> **What you will do**: Write out exactly the lines from the one containing "of the book" through the last line of the records below, including both.
• • • • •
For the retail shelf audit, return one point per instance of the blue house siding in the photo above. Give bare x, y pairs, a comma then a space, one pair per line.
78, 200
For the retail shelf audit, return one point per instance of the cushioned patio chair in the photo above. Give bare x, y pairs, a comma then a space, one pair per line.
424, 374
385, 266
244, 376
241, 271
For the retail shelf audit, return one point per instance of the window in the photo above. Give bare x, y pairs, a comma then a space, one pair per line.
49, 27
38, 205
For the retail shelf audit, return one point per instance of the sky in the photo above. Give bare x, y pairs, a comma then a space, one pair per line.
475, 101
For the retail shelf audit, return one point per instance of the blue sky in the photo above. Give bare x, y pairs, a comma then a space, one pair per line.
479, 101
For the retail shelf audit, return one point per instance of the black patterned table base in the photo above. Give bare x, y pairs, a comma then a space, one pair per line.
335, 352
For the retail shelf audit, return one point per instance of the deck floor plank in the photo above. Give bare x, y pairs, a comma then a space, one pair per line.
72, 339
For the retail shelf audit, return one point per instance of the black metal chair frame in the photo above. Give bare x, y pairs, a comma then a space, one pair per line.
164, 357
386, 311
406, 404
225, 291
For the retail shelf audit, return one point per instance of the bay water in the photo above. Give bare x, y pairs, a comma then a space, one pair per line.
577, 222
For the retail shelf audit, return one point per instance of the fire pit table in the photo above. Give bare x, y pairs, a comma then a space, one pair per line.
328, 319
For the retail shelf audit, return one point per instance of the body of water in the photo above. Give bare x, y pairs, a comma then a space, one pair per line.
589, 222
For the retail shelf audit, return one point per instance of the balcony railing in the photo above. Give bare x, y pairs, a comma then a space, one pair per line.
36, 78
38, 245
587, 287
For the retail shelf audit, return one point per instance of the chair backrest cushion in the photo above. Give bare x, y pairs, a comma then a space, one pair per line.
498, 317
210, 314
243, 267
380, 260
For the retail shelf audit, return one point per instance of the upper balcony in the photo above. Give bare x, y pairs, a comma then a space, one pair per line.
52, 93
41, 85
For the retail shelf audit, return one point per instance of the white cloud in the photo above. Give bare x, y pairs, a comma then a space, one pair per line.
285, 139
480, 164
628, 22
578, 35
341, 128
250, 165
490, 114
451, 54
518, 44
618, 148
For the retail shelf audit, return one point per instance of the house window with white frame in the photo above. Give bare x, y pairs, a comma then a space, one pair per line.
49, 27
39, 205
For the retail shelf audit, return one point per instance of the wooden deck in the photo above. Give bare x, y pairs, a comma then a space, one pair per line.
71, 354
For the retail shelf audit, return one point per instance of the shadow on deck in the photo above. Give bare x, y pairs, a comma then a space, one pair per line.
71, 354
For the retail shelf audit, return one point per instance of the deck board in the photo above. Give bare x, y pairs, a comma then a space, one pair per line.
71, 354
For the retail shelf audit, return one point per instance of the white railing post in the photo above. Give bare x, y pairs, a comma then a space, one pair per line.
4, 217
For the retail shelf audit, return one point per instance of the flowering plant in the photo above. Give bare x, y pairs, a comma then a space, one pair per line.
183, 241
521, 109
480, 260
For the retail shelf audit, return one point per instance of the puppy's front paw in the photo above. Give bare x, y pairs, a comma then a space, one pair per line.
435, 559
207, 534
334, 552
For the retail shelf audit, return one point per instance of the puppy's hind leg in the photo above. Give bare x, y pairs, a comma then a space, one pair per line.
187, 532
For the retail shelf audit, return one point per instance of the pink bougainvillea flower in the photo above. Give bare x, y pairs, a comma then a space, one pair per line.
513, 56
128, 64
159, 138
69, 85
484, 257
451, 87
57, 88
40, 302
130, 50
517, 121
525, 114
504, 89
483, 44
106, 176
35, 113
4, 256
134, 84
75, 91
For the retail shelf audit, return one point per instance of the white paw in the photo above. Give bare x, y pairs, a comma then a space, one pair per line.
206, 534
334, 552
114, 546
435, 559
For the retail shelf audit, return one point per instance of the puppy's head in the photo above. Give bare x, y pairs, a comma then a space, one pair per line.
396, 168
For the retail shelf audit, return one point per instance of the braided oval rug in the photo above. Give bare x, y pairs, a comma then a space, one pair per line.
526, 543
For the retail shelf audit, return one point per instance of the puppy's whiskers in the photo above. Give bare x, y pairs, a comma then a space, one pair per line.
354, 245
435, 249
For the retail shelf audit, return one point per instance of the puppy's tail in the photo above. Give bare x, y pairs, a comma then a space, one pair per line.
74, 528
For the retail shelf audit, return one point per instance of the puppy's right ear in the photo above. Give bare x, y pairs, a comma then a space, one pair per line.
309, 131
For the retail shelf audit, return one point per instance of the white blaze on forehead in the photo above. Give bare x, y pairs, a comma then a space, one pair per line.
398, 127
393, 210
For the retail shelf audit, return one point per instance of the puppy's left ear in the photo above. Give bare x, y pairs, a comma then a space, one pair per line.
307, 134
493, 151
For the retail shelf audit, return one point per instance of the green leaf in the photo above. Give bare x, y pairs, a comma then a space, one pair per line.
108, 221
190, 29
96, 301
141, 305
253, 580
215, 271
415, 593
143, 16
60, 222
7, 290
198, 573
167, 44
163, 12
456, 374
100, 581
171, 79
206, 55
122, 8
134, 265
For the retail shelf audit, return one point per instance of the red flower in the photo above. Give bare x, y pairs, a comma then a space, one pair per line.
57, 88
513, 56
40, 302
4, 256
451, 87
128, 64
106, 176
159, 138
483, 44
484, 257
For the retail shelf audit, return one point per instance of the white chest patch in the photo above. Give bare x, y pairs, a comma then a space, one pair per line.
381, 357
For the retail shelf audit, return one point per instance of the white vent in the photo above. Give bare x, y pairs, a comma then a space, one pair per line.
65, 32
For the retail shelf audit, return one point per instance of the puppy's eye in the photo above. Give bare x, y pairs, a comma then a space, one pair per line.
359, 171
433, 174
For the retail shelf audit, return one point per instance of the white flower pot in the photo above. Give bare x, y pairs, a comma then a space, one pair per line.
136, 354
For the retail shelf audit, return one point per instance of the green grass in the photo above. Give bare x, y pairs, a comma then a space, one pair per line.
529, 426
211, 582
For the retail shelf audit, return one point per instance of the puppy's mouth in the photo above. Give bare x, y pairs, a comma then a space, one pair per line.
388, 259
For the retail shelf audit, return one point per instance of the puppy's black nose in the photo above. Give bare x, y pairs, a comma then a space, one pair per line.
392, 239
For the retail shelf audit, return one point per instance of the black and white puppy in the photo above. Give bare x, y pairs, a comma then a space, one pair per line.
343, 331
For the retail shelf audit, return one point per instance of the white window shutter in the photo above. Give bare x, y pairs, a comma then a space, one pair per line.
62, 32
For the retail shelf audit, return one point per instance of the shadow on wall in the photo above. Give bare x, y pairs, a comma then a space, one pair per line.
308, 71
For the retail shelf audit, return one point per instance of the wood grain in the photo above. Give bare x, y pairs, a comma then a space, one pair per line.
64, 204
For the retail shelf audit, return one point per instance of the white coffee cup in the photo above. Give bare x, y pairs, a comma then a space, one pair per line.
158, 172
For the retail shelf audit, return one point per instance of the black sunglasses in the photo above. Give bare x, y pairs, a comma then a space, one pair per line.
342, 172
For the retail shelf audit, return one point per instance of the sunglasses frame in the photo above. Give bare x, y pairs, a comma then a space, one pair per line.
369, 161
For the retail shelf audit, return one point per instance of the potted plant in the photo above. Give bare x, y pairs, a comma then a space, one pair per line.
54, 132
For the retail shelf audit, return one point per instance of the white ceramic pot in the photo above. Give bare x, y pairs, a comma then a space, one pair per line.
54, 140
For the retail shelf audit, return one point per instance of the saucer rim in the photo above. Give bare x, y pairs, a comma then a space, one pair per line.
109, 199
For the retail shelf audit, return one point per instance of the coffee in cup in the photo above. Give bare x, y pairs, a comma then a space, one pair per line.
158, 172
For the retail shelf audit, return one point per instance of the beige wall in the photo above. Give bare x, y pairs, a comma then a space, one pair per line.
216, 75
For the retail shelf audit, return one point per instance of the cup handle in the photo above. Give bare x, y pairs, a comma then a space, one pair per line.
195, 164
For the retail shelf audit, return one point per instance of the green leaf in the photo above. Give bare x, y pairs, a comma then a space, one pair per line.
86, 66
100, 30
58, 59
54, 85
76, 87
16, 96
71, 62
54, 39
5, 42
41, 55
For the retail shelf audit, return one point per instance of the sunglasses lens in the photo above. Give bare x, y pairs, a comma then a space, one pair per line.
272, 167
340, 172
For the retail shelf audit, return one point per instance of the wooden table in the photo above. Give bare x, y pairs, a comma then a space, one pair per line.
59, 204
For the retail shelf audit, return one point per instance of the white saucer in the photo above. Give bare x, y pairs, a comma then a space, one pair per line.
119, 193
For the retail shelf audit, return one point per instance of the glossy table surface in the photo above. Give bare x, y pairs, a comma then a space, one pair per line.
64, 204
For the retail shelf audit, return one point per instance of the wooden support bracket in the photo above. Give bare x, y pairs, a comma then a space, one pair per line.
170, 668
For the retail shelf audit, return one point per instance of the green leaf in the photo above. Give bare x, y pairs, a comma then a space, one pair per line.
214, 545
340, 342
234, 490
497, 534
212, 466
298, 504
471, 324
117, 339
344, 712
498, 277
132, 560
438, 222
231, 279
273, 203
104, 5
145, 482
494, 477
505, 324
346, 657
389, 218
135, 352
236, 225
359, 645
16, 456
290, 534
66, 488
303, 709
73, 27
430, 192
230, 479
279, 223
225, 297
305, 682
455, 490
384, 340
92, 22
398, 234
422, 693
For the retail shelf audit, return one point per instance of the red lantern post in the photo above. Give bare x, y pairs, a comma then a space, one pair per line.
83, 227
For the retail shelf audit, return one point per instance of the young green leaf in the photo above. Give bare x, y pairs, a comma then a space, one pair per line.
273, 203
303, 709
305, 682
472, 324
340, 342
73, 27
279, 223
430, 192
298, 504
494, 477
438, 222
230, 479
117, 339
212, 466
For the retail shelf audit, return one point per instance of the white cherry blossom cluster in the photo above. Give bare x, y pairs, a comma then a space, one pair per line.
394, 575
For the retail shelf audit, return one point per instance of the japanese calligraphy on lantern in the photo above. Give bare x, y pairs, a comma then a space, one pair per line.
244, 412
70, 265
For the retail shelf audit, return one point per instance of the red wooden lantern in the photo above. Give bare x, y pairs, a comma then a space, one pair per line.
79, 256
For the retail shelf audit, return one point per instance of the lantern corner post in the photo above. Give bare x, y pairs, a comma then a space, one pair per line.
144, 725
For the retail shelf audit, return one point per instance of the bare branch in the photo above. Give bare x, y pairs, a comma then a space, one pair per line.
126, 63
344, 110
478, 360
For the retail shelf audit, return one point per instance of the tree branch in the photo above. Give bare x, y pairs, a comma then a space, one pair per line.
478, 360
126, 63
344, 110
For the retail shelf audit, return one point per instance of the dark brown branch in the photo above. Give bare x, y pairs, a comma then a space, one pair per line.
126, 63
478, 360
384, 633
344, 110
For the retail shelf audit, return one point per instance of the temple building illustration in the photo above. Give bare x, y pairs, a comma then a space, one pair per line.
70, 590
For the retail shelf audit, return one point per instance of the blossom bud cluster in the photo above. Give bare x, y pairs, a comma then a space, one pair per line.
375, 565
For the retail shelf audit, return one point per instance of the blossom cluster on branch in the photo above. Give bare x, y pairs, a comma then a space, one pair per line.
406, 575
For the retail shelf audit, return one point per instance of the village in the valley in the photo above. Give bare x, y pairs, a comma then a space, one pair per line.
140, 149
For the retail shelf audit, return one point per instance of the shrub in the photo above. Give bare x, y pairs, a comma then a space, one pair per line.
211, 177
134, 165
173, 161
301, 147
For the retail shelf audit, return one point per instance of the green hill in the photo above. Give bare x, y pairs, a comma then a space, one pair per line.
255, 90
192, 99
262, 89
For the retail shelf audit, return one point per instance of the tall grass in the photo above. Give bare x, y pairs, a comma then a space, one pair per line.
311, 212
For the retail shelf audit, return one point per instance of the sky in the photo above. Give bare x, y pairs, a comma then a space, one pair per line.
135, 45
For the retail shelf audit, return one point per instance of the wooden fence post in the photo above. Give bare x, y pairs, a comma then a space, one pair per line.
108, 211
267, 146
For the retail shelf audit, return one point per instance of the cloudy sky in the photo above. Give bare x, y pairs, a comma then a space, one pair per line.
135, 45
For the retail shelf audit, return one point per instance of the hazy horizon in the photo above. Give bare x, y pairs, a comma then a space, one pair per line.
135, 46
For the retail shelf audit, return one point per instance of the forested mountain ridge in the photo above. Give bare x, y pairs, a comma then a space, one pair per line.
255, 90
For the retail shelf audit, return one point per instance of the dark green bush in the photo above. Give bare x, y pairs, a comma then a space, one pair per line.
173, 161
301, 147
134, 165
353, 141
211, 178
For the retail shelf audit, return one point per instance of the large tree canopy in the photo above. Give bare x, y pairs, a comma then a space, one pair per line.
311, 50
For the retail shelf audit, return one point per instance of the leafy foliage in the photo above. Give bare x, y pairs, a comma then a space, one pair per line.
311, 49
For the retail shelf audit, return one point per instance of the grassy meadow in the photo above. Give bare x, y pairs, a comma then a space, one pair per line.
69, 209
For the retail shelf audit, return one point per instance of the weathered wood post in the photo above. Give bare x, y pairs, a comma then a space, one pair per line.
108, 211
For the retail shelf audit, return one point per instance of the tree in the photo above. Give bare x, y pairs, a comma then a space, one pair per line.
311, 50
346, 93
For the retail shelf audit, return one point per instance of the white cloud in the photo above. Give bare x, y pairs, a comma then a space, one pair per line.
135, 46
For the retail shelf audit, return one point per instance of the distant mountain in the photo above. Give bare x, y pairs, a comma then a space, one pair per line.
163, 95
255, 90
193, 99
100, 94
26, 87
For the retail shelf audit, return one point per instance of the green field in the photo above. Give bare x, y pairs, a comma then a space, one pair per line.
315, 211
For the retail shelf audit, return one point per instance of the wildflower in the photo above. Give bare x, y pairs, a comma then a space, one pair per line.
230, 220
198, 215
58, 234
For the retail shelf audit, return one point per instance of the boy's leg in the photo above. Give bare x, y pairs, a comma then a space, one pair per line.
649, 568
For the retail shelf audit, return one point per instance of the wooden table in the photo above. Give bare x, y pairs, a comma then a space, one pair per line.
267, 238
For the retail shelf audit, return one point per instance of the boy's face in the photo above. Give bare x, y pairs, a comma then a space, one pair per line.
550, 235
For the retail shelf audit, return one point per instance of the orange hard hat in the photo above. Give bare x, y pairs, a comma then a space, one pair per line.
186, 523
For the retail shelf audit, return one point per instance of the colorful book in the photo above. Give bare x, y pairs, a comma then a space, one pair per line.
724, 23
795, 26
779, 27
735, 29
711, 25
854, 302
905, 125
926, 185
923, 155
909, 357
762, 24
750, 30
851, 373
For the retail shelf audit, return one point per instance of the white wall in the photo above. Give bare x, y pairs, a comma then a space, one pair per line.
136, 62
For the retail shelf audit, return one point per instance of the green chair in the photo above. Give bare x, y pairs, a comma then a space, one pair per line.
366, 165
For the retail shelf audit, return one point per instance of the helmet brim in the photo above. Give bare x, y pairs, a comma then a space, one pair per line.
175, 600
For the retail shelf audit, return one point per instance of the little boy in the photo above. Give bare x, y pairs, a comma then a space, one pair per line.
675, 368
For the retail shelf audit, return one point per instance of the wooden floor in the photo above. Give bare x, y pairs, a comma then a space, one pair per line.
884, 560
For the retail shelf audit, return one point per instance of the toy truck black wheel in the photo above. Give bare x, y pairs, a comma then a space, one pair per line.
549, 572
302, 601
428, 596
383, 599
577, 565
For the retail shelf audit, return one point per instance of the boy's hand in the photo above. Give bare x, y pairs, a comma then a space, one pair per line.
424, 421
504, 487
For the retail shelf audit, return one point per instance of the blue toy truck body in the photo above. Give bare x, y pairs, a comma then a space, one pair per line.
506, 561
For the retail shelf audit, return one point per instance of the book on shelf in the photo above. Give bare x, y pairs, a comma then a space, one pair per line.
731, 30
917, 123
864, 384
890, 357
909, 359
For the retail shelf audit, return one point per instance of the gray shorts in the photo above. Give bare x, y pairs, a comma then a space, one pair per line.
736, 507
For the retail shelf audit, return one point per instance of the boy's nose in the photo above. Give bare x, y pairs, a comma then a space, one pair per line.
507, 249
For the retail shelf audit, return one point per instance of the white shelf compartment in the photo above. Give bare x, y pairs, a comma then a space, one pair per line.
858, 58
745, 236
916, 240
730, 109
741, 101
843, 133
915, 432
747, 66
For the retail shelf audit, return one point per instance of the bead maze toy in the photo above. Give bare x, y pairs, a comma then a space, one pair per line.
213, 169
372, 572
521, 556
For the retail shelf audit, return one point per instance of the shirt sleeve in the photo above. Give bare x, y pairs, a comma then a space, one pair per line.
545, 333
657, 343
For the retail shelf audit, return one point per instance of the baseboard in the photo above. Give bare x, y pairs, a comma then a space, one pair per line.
• • • • •
> **Answer for this exercise**:
For the retail shelf audit, return one point per instance of the book on shelf in the photo above. Give bare x, y pairs, a comma then a space, one pair per line.
731, 30
917, 123
864, 384
890, 357
909, 359
For the retail shelf audit, return one point per instance of the gray shorts in the photo above. Give bare x, y pairs, a comma then a space, one pair per line.
736, 507
For the retail shelf audit, return one point per instance of the boy's nose in the photo above. Give bare x, y pairs, a comma then a space, one pair per line.
507, 249
For the retail shelf audit, return one point per instance of the white shelf compartment in the photo above. Give bare x, y pairs, a comma then a space, one pair per line.
858, 58
745, 236
916, 240
730, 109
741, 101
843, 133
915, 432
747, 66
For the retail shelf audit, return one point per instance of the bead maze toy in the photo above. Give bare x, y pairs, a comma then a space, one pair per line.
213, 169
372, 572
521, 556
For the retail shelf audit, return one point per instance of the shirt sleeve in the photo above. Give bare x, y pairs, a comma then a space, one pair per line.
545, 333
657, 343
For the retail shelf audit, return one point per instance of the baseboard in the photo above. Give bare x, y pairs, a comma then a space, one pair per line.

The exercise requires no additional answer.